*What you are asked to do*: Find the line containing "Task: spot one point per instance of the tall". Return it and every line after it, unchanged, up to and including the last line.

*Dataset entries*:
-.-.-

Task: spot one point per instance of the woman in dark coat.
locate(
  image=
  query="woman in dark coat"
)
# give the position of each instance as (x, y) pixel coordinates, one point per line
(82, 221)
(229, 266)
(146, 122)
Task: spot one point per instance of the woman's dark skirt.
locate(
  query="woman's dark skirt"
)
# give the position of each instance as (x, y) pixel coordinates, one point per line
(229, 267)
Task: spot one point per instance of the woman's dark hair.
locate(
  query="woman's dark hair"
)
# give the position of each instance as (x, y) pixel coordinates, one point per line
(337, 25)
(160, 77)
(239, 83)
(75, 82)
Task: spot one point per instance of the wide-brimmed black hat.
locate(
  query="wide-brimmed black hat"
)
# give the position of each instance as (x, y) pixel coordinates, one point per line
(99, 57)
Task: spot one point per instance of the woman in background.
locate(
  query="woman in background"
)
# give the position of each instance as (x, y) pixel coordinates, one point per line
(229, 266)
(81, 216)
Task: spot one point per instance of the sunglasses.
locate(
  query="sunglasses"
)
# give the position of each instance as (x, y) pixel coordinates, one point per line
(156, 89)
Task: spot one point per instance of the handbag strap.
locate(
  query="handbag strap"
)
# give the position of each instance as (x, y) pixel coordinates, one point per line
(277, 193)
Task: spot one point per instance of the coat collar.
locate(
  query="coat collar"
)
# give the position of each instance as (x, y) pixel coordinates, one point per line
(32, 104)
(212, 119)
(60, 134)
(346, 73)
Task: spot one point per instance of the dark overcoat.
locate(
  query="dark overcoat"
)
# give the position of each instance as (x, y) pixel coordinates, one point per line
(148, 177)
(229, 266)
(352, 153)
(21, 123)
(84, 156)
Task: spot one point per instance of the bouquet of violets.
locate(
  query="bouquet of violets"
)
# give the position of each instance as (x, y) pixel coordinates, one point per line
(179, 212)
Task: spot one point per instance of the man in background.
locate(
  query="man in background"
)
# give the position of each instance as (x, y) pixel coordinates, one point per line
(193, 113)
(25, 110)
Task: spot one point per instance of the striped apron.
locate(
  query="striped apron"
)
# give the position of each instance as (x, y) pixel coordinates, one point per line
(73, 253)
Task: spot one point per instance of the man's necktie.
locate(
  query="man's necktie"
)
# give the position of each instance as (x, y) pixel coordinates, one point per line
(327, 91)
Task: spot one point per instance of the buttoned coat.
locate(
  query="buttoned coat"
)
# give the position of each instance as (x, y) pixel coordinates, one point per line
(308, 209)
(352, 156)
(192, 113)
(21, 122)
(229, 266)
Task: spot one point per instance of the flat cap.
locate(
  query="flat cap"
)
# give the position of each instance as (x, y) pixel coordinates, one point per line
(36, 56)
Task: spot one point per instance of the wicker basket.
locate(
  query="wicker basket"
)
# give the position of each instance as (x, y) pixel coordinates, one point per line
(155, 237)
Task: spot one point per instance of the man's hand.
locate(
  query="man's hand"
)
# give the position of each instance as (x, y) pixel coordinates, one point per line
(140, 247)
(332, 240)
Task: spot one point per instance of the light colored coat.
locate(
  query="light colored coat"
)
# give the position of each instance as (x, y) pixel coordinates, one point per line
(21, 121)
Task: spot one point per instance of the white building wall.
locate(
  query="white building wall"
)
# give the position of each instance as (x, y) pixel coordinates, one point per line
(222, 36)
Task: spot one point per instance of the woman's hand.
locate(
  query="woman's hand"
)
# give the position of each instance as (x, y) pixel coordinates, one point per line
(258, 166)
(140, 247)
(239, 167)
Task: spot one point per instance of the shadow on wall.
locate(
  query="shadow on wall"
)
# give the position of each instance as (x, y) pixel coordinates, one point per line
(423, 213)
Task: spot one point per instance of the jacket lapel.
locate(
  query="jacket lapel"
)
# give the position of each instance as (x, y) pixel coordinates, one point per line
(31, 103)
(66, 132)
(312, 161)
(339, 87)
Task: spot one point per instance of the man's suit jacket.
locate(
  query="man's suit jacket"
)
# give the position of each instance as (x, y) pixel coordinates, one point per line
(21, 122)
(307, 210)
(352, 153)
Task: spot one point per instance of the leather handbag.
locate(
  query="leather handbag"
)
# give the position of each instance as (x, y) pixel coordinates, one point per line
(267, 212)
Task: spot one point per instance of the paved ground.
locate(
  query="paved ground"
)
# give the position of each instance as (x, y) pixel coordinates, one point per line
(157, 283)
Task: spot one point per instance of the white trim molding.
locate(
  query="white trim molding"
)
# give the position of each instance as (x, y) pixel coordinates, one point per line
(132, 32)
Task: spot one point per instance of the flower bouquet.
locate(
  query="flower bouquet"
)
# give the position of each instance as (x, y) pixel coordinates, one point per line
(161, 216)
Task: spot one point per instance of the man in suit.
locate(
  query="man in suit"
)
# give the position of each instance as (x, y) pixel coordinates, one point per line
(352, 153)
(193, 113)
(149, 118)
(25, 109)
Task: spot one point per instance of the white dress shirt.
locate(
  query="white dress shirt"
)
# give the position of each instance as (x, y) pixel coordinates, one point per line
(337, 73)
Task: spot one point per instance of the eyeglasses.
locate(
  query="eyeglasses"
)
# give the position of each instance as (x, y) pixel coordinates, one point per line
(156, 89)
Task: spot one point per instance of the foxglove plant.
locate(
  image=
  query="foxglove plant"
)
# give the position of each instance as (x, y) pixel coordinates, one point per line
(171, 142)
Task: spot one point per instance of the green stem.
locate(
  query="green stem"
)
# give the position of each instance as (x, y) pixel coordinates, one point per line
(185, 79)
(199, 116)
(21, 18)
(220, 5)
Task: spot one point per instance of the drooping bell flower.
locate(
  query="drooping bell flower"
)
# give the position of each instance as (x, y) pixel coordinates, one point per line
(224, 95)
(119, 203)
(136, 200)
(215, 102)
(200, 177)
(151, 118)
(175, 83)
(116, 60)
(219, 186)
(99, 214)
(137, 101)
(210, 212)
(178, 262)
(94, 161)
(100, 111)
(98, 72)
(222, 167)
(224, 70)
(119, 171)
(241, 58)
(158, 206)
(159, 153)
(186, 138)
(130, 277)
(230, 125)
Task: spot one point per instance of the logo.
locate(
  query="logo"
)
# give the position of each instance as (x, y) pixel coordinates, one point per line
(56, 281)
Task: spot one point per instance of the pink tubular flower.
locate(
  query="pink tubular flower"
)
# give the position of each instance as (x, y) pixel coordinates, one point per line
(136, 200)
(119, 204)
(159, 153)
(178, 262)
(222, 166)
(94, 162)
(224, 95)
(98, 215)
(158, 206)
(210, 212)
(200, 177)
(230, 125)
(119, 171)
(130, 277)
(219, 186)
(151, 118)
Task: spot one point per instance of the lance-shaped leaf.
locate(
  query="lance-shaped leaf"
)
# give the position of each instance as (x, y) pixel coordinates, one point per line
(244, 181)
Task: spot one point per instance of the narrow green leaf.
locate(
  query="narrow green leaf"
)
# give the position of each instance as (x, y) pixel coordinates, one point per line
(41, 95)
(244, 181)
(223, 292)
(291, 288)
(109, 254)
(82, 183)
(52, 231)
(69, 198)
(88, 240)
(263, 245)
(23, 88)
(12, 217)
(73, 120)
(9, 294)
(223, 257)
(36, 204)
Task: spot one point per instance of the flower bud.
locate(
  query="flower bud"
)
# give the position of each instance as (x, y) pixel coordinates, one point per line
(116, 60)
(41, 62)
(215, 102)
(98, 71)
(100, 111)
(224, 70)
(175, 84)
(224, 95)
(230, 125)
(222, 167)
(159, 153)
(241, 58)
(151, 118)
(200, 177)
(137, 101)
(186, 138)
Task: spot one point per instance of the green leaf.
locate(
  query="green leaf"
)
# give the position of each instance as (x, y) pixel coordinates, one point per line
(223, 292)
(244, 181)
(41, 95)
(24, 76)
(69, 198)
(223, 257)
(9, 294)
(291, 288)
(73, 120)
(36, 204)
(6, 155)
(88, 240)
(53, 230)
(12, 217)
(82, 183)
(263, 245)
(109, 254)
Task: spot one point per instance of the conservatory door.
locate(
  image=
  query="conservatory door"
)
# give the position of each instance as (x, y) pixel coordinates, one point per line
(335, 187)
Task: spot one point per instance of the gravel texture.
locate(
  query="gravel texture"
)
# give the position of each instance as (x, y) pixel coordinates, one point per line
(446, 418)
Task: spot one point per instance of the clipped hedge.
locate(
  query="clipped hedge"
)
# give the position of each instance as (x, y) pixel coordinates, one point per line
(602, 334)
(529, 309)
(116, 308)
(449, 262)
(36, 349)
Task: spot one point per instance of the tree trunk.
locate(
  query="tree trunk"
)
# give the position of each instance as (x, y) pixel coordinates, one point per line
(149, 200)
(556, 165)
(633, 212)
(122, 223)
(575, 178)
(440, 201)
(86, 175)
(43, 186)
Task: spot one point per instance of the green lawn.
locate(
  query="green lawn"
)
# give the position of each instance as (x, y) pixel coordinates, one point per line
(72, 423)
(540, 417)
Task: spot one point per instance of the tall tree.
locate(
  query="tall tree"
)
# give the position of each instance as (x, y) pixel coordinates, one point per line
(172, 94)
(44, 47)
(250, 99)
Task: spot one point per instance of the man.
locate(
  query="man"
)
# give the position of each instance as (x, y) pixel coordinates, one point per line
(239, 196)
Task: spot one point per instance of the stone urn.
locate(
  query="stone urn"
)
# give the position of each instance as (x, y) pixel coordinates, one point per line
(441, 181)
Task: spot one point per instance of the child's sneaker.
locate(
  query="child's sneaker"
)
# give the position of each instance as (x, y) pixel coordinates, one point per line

-.-.-

*Solution to the problem*:
Task: spot one point per instance of the tall tree.
locate(
  query="tall tree"
)
# give the position of each instance as (x, y) pixel coordinates, one point per line
(172, 94)
(44, 47)
(250, 99)
Task: spot one point per instance of the man.
locate(
  query="man"
)
# give the position of each instance as (x, y) pixel coordinates, one point per line
(239, 196)
Task: spot one point per instance of the stone urn.
locate(
  query="stone urn"
)
# give the position of each instance as (x, y) pixel coordinates, one point per line
(441, 181)
Task: spot one point per instance of the child's sneaker.
locate(
  query="child's sneaker"
)
# give the position of each instance as (x, y) pixel coordinates, one point per line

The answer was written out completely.